▸ SOURCE TEXT:
%%

With 1.5 million residents now under orders to evacuate their homes in preparation for Hurricane Florence’s landfall in Virginia, North Carolina, and South Carolina, the region faces the possibility of catastrophe should the storm damage one or more of the nuclear power plants which lie in its potential path.
As the Associated Press reported on Monday, “The storm’s potential path also includes half a dozen nuclear power plants, pits holding coal-ash and other industrial waste, and numerous eastern hog farms that store animal waste in massive open-air lagoons.”
There at least 5 nuclear power plants in the projected path of Hurricane Florence; at least that many more at risk from the storm surge. All are decades old. Many are the exact same model as the failed Fukushima reactors, which you might recall didn’t handle flooding very well.
— Gregg Levine (@GreggJLevine) September 11, 2018
The plants thought to lie in the path of the hurricane, which is expected to make landfall on the Southeastern U.S. coast on Thursday, include North Carolina’s Brunswick Nuclear Power Plant in Southport, Duke Energy Sutton Steam Plant in Wilmington, and South Carolina’s V.C. Summer Nuclear Station in Jenkinsville.
“Florence will approach the Carolina coast Thursday night into Friday with winds in excess of 100mph along with flooding rains. This system will approach the Brunswick Nuclear Plant as well as the Duke-Sutton Steam Plant,” Ed Vallee, a North Carolina-based meteorologist, told Zero Hedge. “Dangerous wind gusts and flooding will be the largest threats to these operations with inland plants being susceptible to inland flooding.”
This nuclear power plant is literally directly in the path of Florence, at the southern coast near Wilmington https://t.co/UAkEruvvAy pic.twitter.com/fQGeSqtPgR
— Climate State (@climatestate) September 11, 2018
Flooding-prone Brunswick Nuclear Plant among rickety old Fukushima-style reactors in likely path of Hurricane Florence. See 2016 story: https://t.co/9TNRKmPXdI #HurricaneFlorence #Florence #hurricane #fukushima #flooding #outerbanks #northcarolina pic.twitter.com/i1sQLznWo6
— Scott Stapf (@stapf) September 10, 2018
In 2015, the Huffington Post and Weather.com identified Brunswick as one of the East Coast’s most at-risk nuclear power plants in the event of rising sea levels and the storm surges that come with them.
As of Tuesday afternoon, Hurricane Florence was thought to have the potential to cause “massive damage to our country” according to Jeff Byard, associate administrator of the Federal Emergency Management Agency (FEMA).
The storm was labeled a Category 4 tropical storm with the potential to become a Category 5 as it nears the coast, with 130 mile-per-hour winds blowing about 900 miles off the coast of Cape Fear, North Carolina.

%%

▸ REQUIRED ACTION 1: According to the article on Hurricane Florence and nuclear plants, who is Jeff Byard?
▸ REQUIRED ACTION 2: Reproduce the passage of the article on Hurricane Florence and nuclear plants that opens with the words containing "There at least" and closes with "flooding very well.".
▸ REQUIRED ACTION 3: Write what comes next in the article on Hurricane Florence and nuclear plants, picking up after its final sentence.
The records have nothing to do with the article on Hurricane Florence and nuclear plants.

▸ PROVIDED RECORDS:
%%

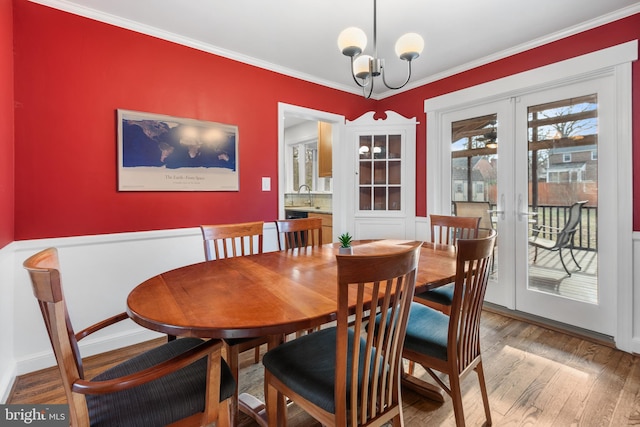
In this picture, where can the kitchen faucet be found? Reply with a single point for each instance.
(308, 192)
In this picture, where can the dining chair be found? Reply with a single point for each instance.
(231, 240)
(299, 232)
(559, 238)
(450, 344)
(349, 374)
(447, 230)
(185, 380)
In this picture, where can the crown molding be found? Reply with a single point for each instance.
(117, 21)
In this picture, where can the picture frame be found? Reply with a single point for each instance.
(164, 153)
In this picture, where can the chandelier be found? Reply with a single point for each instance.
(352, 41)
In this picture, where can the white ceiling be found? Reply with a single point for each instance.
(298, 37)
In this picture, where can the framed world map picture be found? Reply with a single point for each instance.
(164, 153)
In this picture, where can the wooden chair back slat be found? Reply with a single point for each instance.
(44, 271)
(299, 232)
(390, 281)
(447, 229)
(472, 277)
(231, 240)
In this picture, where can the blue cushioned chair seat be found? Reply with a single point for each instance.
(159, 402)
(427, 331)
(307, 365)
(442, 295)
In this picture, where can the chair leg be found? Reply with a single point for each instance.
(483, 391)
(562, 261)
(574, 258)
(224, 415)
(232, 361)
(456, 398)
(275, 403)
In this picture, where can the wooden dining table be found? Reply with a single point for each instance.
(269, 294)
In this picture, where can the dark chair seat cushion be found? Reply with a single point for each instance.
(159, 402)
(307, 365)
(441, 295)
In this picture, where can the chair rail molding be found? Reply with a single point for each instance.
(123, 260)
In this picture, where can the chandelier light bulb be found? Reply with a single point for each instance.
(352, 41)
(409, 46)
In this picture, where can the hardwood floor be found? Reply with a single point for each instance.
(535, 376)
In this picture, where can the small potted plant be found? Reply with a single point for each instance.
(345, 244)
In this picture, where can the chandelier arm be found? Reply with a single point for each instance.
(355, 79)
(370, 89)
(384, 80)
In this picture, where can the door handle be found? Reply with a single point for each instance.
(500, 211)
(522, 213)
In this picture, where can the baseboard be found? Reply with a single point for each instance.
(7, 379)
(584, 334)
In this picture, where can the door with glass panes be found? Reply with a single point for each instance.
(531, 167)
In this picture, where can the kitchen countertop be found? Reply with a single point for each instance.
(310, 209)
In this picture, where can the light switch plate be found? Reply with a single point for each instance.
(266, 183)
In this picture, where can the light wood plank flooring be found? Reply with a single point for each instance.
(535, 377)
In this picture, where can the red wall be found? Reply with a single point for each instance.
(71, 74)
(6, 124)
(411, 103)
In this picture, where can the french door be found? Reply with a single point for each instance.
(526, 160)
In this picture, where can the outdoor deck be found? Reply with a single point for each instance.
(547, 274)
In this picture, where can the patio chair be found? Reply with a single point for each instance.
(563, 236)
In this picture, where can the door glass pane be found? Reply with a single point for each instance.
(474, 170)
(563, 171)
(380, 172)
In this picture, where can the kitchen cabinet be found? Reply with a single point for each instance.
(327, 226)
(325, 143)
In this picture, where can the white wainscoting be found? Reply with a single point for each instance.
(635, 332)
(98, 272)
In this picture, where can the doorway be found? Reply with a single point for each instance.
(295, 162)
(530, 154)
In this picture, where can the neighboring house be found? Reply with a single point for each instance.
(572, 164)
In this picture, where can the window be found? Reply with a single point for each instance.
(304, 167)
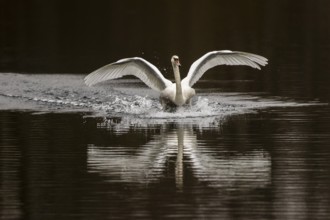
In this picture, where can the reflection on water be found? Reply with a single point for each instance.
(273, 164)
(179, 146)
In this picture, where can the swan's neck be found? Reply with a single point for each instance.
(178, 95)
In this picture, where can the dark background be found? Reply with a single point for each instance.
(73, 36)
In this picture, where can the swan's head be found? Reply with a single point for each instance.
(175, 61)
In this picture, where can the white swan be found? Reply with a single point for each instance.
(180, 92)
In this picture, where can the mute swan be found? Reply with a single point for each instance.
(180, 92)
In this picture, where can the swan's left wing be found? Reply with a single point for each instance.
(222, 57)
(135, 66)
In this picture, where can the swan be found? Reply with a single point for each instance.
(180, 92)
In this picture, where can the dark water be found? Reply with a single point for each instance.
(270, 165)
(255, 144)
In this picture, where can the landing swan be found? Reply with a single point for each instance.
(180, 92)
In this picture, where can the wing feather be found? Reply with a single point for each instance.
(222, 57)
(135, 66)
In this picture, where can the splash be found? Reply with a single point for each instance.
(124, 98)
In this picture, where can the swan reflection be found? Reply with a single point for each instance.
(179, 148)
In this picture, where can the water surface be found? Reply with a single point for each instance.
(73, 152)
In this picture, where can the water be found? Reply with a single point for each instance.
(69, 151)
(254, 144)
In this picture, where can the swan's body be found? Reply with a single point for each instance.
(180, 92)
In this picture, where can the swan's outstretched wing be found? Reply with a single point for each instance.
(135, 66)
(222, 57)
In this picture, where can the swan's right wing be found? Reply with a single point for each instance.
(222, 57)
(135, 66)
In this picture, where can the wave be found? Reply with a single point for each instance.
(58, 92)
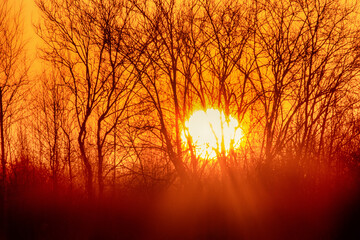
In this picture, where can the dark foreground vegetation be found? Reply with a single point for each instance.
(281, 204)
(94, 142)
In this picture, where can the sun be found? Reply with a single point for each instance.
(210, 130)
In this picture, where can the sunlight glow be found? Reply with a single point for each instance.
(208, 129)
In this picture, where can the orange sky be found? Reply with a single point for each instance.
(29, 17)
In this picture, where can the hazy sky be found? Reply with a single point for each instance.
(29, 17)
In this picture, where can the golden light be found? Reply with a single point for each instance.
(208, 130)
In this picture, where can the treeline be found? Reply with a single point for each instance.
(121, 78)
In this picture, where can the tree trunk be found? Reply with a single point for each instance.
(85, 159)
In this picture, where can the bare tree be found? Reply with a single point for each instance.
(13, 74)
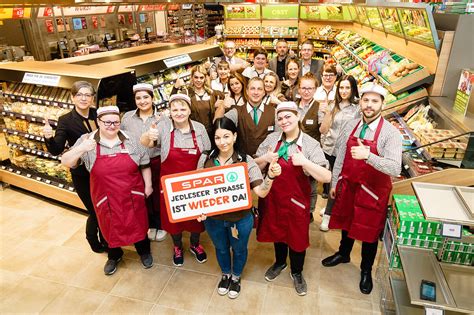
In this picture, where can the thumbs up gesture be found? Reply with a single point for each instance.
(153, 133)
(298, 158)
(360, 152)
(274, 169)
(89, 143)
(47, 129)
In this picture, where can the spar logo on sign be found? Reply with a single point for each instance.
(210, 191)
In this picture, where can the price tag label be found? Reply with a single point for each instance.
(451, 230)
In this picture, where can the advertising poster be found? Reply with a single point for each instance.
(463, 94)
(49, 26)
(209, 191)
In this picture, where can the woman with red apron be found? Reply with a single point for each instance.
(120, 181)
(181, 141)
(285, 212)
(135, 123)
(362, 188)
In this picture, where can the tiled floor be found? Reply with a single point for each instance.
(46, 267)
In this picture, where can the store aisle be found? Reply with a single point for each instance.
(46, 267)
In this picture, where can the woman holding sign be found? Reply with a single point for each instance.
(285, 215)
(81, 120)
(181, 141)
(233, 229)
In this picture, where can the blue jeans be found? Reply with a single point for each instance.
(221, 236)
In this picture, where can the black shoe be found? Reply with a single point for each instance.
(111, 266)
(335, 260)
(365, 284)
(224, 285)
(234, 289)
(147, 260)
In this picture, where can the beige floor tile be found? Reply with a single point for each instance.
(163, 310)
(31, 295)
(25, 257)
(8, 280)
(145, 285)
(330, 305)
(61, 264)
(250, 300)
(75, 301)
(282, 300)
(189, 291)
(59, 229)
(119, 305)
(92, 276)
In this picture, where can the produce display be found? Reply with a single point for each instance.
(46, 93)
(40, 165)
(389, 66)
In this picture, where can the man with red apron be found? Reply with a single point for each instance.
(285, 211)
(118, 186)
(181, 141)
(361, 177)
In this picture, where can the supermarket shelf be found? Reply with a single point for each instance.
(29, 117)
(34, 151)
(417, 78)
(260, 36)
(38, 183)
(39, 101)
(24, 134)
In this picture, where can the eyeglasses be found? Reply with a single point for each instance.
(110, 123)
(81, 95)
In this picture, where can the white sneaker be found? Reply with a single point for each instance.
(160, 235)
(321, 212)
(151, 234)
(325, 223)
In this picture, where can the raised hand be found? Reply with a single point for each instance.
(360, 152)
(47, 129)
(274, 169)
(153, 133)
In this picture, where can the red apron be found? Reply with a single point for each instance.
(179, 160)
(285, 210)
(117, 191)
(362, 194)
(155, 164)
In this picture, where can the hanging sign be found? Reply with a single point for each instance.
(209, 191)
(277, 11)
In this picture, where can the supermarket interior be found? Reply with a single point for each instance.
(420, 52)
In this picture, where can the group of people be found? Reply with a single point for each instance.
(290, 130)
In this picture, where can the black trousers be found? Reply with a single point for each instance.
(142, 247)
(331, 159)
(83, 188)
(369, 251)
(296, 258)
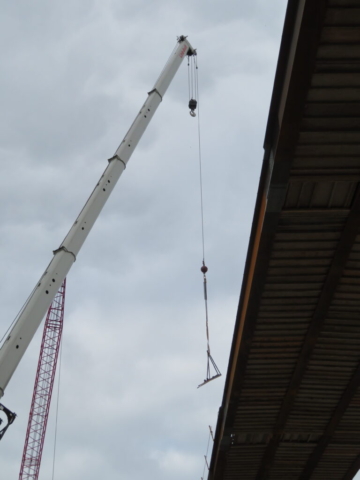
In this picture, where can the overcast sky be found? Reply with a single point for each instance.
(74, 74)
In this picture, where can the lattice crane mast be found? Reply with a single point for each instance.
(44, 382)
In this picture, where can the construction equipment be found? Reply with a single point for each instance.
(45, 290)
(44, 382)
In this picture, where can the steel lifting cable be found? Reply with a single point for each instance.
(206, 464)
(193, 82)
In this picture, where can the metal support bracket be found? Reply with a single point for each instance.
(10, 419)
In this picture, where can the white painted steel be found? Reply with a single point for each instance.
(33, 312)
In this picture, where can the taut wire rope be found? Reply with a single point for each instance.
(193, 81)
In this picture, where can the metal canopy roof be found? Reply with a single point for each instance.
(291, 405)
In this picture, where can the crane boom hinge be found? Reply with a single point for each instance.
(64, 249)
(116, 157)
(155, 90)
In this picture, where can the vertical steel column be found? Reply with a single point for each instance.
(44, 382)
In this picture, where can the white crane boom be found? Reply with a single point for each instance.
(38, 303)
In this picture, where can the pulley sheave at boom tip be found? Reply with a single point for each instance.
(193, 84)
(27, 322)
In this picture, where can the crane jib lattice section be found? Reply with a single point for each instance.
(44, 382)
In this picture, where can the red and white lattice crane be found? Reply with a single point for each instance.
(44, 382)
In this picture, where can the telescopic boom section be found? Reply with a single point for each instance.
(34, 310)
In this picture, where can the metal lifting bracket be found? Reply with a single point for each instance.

%%

▸ FINAL ANSWER 1: He is associate administrator of the Federal Emergency Management Agency (FEMA).

▸ FINAL ANSWER 2:
There at least 5 nuclear power plants in the projected path of Hurricane Florence; at least that many more at risk from the storm surge. All are decades old. Many are the exact same model as the failed Fukushima reactors, which you might recall didn’t handle flooding very well.

▸ FINAL ANSWER 3:
Meteorologists warned of hurricane-force winds in the region by mid-day Thursday, with storm surges reaching up to 12 feet or higher.
Based on current forecasts, #Florence could produce the highest storm surge on record in the Carolinas: 15 to 20 feet quite possible. https://t.co/sACBneBHcx pic.twitter.com/zI8Amkoh3t
— Weather Underground (@wunderground) September 10, 2018
The 2011 Fukushima disaster remains the highest-profile nuclear catastrophe caused by a natural disaster. The tsunami that hit Japan in March of that year disabled three of the plant’s reactors, causing a radioactive release which forced hundreds of thousands of people from their homes.
In 2014, Shane Shifflett and Kate Sheppard at the Huffington Post reported on the risk storms like Florence pose to nuclear plants:
Most nuclear power facilities were built well before scientists understood just how high sea levels might rise in the future. And for power plants, the most serious threat is likely to come from surges during storms. Higher sea levels mean that flooding will travel farther inland, creating potential hazards in areas that may have previously been considered safe.
During hurricanes, many nuclear facilities will power down—but this is not a sure-fire way to avoid disaster, wrote Sheppard and Shifflett.
“Even when a plant is not operating, the spent fuel stored on-site, typically uranium, will continue to emit heat and must be cooled using equipment that relies on the plant’s own power,” they wrote. “Flooding can cause a loss of power, and in serious conditions it can damage backup generators. Without a cooling system, reactors can overheat and damage the facility to the point of releasing radioactive material.”